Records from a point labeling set
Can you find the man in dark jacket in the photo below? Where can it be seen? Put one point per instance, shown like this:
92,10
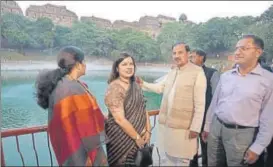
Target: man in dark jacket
213,76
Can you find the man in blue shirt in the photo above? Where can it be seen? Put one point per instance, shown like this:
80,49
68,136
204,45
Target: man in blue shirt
239,121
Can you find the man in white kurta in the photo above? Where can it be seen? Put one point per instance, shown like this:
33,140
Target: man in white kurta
181,111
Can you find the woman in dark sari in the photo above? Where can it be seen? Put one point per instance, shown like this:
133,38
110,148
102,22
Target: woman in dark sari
128,126
75,121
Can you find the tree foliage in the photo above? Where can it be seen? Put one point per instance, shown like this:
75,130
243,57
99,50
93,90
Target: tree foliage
216,36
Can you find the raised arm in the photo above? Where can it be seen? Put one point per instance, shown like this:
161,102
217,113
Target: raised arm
114,100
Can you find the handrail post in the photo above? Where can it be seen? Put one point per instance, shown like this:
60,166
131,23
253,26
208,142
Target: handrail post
2,155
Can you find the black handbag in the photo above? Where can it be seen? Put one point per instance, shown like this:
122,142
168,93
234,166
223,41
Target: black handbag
144,156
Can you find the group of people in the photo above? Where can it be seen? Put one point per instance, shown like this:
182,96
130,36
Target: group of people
228,113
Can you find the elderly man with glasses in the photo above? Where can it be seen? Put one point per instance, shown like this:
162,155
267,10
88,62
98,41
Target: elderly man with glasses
239,121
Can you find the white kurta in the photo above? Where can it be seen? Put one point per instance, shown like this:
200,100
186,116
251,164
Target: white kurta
174,142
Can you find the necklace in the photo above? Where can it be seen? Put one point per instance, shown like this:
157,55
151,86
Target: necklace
124,81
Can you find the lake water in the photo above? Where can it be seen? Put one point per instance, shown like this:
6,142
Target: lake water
19,110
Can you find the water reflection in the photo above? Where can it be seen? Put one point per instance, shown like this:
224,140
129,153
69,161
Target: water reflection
19,108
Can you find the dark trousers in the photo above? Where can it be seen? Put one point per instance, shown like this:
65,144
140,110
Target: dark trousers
194,162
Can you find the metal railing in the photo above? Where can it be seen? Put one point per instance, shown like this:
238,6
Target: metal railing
39,129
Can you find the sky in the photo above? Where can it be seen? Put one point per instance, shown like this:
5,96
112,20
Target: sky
196,11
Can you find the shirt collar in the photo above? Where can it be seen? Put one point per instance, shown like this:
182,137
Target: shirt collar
257,70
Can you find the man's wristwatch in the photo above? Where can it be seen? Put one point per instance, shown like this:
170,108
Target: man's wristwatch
137,137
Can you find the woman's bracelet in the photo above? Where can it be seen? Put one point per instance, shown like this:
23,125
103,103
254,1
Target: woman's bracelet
148,131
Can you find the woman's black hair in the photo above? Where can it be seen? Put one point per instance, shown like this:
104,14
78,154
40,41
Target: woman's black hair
47,81
115,74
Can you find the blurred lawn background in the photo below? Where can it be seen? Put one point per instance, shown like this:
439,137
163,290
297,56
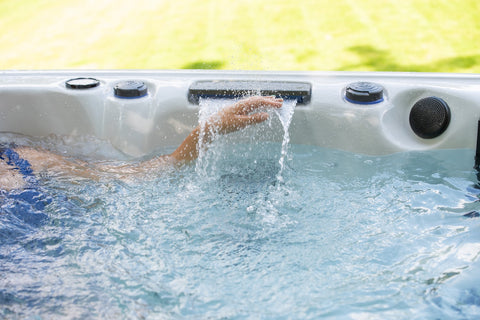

### Brief
Change "Target" to "Item" in the listing from the line containing "Can you find the water" through the end of the listing, both ends included. Give back only those lines, leaving the pictures out.

### Exercise output
Can you find the water reflection in the photo above? Where can it be seen? Put one point per instance, shown like this:
224,140
129,153
69,161
Item: water reflection
19,108
Can you find the dark trousers in the photo above? Where can it be seen? Put one point per instance, shown like this:
65,144
140,110
Item: dark trousers
194,162
Can you find the metal railing in the photo above? Where can it be seen? Put one point per instance, shown like this:
238,6
Item: metal railing
39,129
Can you find the sky in the photo above? Where can it be seen? Put one point per instance, shown like this:
5,96
112,20
Item: sky
196,11
Can you find the shirt collar in the photo above? Where can it be seen? Put one point per instance, shown like this:
182,137
Item: shirt collar
257,70
Can you find the man's wristwatch in the photo above? Where can it be seen? Put one point per instance, shown like this:
170,108
Item: man's wristwatch
137,137
Can you find the woman's bracelet in the photo above? Where can it be seen? Put one point per instance, shown like this:
23,125
103,103
254,1
Item: woman's bracelet
148,131
Can you find the woman's black hair in the photo above? Where can it be seen? Put one point per instance, shown like this:
104,14
78,154
40,41
Item: woman's black hair
47,81
115,74
Can you find the blurred lawn background in the photo below? Where can it be seen? Put one point per instance, shown like this:
439,137
163,290
297,56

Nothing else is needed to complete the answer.